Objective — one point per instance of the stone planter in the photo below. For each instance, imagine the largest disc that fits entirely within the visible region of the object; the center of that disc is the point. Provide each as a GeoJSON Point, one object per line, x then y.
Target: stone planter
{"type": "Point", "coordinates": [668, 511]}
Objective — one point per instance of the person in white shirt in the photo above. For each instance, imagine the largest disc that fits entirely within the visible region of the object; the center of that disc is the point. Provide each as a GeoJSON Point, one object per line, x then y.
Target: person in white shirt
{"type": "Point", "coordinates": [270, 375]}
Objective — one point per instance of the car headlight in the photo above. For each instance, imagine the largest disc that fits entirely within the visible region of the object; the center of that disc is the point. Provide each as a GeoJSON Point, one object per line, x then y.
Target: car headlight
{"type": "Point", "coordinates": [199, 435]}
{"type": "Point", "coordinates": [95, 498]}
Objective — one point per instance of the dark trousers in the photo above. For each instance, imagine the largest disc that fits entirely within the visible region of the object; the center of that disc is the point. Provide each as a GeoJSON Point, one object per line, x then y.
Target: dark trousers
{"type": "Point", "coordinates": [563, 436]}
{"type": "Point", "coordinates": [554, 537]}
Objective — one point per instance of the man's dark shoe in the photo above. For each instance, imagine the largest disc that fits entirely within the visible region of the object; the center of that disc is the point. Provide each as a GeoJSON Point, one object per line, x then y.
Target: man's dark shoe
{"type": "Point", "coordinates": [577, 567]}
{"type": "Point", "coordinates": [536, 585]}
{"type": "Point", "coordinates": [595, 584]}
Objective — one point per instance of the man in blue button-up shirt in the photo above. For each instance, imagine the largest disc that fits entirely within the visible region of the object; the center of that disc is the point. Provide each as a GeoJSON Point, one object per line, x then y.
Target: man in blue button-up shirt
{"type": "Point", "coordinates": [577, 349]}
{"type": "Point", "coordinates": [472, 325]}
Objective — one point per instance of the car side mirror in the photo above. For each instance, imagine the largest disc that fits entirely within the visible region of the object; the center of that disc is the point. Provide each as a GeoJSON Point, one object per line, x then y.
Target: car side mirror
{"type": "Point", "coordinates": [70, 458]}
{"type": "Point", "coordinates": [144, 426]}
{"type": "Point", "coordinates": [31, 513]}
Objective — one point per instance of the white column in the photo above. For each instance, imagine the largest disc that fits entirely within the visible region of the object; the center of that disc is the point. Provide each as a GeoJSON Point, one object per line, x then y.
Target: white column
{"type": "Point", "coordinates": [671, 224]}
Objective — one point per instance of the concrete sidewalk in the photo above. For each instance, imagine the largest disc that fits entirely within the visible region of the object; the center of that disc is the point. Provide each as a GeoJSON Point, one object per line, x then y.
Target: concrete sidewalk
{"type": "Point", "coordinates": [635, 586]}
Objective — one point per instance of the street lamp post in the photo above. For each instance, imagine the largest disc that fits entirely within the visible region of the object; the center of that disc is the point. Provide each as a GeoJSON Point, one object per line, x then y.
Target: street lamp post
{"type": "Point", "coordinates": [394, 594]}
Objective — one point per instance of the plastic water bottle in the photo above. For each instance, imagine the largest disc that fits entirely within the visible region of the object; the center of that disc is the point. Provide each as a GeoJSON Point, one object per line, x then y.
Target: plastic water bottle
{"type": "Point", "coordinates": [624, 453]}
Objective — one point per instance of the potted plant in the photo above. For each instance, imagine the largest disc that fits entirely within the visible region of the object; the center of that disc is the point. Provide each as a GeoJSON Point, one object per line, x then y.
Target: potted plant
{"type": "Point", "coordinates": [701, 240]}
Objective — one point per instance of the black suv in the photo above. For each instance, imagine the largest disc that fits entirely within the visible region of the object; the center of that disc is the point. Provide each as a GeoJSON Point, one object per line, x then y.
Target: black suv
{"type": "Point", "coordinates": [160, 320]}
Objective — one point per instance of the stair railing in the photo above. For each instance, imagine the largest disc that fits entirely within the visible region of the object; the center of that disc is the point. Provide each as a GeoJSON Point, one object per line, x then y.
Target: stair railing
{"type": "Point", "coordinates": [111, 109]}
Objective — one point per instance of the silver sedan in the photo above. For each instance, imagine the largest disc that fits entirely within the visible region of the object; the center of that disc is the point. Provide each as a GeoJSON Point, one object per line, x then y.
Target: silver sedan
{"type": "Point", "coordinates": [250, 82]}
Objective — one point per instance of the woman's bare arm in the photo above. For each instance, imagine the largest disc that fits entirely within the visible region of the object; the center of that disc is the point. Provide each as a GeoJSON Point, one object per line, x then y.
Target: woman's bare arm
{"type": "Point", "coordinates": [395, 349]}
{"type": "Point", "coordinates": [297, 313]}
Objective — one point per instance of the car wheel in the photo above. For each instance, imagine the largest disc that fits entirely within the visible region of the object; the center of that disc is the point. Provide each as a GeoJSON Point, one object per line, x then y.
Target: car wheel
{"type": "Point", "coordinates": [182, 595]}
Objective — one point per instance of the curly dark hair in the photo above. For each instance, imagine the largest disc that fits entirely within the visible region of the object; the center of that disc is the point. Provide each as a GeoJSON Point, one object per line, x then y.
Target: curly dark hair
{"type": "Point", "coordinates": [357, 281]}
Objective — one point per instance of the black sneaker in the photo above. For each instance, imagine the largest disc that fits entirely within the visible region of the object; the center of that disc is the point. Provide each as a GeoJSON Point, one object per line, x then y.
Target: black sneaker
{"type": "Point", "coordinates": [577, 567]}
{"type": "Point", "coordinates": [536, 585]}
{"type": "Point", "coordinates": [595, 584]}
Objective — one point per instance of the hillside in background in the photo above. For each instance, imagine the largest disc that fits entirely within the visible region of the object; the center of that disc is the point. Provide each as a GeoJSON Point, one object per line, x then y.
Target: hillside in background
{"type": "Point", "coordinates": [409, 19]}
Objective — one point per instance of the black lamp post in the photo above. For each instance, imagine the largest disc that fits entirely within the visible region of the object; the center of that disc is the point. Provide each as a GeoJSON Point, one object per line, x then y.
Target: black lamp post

++++++++

__Action item__. Reproduce the data exactly, character for character.

__Answer below__.
Objective — one point per instance of the stone planter in the photo below. For each instance, imagine the largest disc that fits entirely within the visible region of the object; the center of that disc is the point. Provide each as a GeoJSON Point, one object per line, x then y.
Target: stone planter
{"type": "Point", "coordinates": [668, 511]}
Objective — one point per instance of the person in white shirt in the photo above. For each instance, imagine the largest disc that fits entirely within the visible region of the object; the center of that disc is the point. Provide each as a GeoJSON Point, one object per line, x then y.
Target: person in white shirt
{"type": "Point", "coordinates": [270, 375]}
Objective — one point per instance of the car headlight in the photo above. For each instance, imagine the largest disc that fits entirely within the visible region of the object; the center of that disc is the point. Provide each as a GeoJSON Point, one object per line, x then y.
Target: car headlight
{"type": "Point", "coordinates": [199, 435]}
{"type": "Point", "coordinates": [95, 498]}
Objective — one point per instance of the dark trousers in the photo above. For each instance, imagine the largest disc that fits entirely within the visible region of the object; the center of that disc is the point. Provide each as a GeoJSON Point, one object per line, x then y.
Target: dark trousers
{"type": "Point", "coordinates": [563, 436]}
{"type": "Point", "coordinates": [554, 537]}
Objective — one point per instance of the man's dark shoe in the photo above. For each instance, imagine the largest disc that fits entirely within the visible region of the object; the center of that disc is the point. Provide each as a GeoJSON Point, one object per line, x then y.
Target: man's dark shoe
{"type": "Point", "coordinates": [577, 567]}
{"type": "Point", "coordinates": [536, 585]}
{"type": "Point", "coordinates": [595, 584]}
Objective — one point per instance of the man in blue button-up shirt in the photo above. For each instance, imagine the largest disc that fits entirely within the visible region of the object; the center of that disc is the point. Provide each as a GeoJSON Point, one object per line, x then y.
Target: man in blue button-up shirt
{"type": "Point", "coordinates": [577, 349]}
{"type": "Point", "coordinates": [472, 325]}
Objective — one point per instance of the car side mirror in the photo above. For each instance, imagine the largest disc that fits entirely within the visible region of the object; the center of that disc is the point. Provide each as a GeoJSON Point, one object per line, x then y.
Target: car side mirror
{"type": "Point", "coordinates": [70, 458]}
{"type": "Point", "coordinates": [144, 426]}
{"type": "Point", "coordinates": [31, 513]}
Objective — one point per instance of the white column in the photo above. For each instance, imagine the largest disc that fits entirely within the visible region of the object; the center of that disc is the point. Provide each as a GeoJSON Point, one object per line, x then y.
Target: white column
{"type": "Point", "coordinates": [671, 224]}
Objective — one point per instance of the concrete sidewalk in the photo above. For each instance, imagine the largest disc that fits entirely within the visible region of the object; the center of that disc is the point. Provide each as a GeoJSON Point, one object per line, x then y.
Target: concrete sidewalk
{"type": "Point", "coordinates": [635, 586]}
Objective — one point per instance of the street lamp post in the photo above. For each instance, imagine the largest disc that fits entirely within the visible region of the object; the center of that disc is the point. Provide each as a GeoJSON Point, one object per line, x then y.
Target: street lamp post
{"type": "Point", "coordinates": [394, 594]}
Objective — one point per instance of the plastic water bottle in the photo above. For each instance, imagine the largest disc that fits entirely within the visible region of the object; the center of that disc is the point. Provide each as a GeoJSON Point, one object per line, x then y.
Target: plastic water bottle
{"type": "Point", "coordinates": [624, 453]}
Objective — one point per instance of the potted plant in the photo above. For each instance, imagine the largest disc that fits entirely within the visible region of the object; the center of that disc is the point. Provide each as a GeoJSON Point, one object per line, x then y.
Target: potted plant
{"type": "Point", "coordinates": [701, 240]}
Objective — one point per instance of the black suv in the photo above. For each instance, imagine the largest disc that fits entirely within the visible region of the object; the center of that disc is the point. Provide each as a GeoJSON Point, one object per line, x then y.
Target: black suv
{"type": "Point", "coordinates": [160, 320]}
Objective — one point per instance of the stair railing in the photo above. For each instance, imagine the largest disc that fits entirely within the visible region of the object; the center of that disc is the point. Provide each as a GeoJSON Point, one object per line, x then y.
Target: stair railing
{"type": "Point", "coordinates": [111, 109]}
Objective — one point per instance of the silver sedan in the photo above. For each instance, imagine the largest disc that fits entirely within the visible region of the object; the center of that disc is the point. Provide each as a GeoJSON Point, one object per line, x then y.
Target: silver sedan
{"type": "Point", "coordinates": [250, 82]}
Objective — one point per instance of the woman's bare arm in the photo above. For each instance, imagine the largest disc that fits entirely within the visible region of the object; the center of that disc is the point. Provide each as a GeoJSON Point, one object per line, x then y.
Target: woman's bare arm
{"type": "Point", "coordinates": [395, 349]}
{"type": "Point", "coordinates": [297, 313]}
Objective — one point per instance of the car wheel in the photo above. For each instance, imagine the largest disc that fits entirely within the visible region of the object; the center of that disc is the point. Provide each as a GeoJSON Point, one object per line, x then y.
Target: car wheel
{"type": "Point", "coordinates": [182, 595]}
Objective — one point per instance of the curly dark hair in the photo above. For each instance, imagine the largest disc that fits entirely within the visible region of the object; the center of that disc is the point. Provide each as a GeoJSON Point, one object per line, x then y.
Target: curly dark hair
{"type": "Point", "coordinates": [357, 281]}
Objective — one point per instance of the black sneaker in the photo above. For each instance, imagine the largest disc that fits entirely within the visible region of the object; the center of that disc is the point. Provide each as a GeoJSON Point, one object per line, x then y.
Target: black sneaker
{"type": "Point", "coordinates": [577, 567]}
{"type": "Point", "coordinates": [536, 585]}
{"type": "Point", "coordinates": [595, 584]}
Objective — one point per instance of the hillside in background in the photo above. For each instance, imagine the largest disc that fits entirely within the visible region of the object; the center of that disc is the point. Provide each as a GeoJSON Point, one object per line, x then y.
Target: hillside in background
{"type": "Point", "coordinates": [409, 19]}
Objective — one point per instance of the black lamp post in the photo above. For each instance, imagine the largest disc that fits entirely within the visible region of the object; the center of that disc is the point. Provide each as a GeoJSON Point, one object per line, x then y.
Target: black lamp post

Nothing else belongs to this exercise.